# Given request
Extract each of the items below and reproduce every line of them word for word.

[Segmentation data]
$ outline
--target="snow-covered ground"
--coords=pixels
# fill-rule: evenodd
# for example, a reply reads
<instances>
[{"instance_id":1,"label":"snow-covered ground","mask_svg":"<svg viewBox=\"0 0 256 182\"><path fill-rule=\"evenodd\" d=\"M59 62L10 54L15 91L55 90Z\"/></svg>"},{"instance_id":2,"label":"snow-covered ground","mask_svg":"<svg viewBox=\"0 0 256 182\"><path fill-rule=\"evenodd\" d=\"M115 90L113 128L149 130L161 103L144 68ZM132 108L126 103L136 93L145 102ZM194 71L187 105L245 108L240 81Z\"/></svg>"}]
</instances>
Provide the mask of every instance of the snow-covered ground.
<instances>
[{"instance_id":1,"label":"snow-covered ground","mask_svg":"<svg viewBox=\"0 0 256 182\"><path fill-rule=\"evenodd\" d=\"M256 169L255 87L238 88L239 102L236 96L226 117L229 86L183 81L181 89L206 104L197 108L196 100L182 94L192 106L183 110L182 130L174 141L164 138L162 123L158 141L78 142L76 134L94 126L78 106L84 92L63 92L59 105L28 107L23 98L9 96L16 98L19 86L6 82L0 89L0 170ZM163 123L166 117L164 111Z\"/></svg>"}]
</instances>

# Answer for this exercise
$ outline
--target="snow-covered ground"
--coords=pixels
# fill-rule: evenodd
# for example, a reply reads
<instances>
[{"instance_id":1,"label":"snow-covered ground","mask_svg":"<svg viewBox=\"0 0 256 182\"><path fill-rule=\"evenodd\" d=\"M59 62L10 54L15 91L55 90Z\"/></svg>"},{"instance_id":2,"label":"snow-covered ground","mask_svg":"<svg viewBox=\"0 0 256 182\"><path fill-rule=\"evenodd\" d=\"M115 90L113 128L149 130L161 103L144 68ZM132 108L126 103L136 93L145 102ZM194 71L187 105L245 108L240 81Z\"/></svg>"}]
</instances>
Provide the mask of every instance of the snow-covered ground.
<instances>
[{"instance_id":1,"label":"snow-covered ground","mask_svg":"<svg viewBox=\"0 0 256 182\"><path fill-rule=\"evenodd\" d=\"M256 169L255 87L238 88L239 102L236 96L226 117L229 86L183 81L181 89L206 104L197 108L196 100L182 94L192 106L183 110L182 130L174 141L164 138L162 123L158 141L78 142L76 134L94 126L78 106L84 92L63 92L59 105L28 107L23 98L9 96L16 98L19 86L6 82L0 89L0 170ZM163 123L166 117L164 111Z\"/></svg>"}]
</instances>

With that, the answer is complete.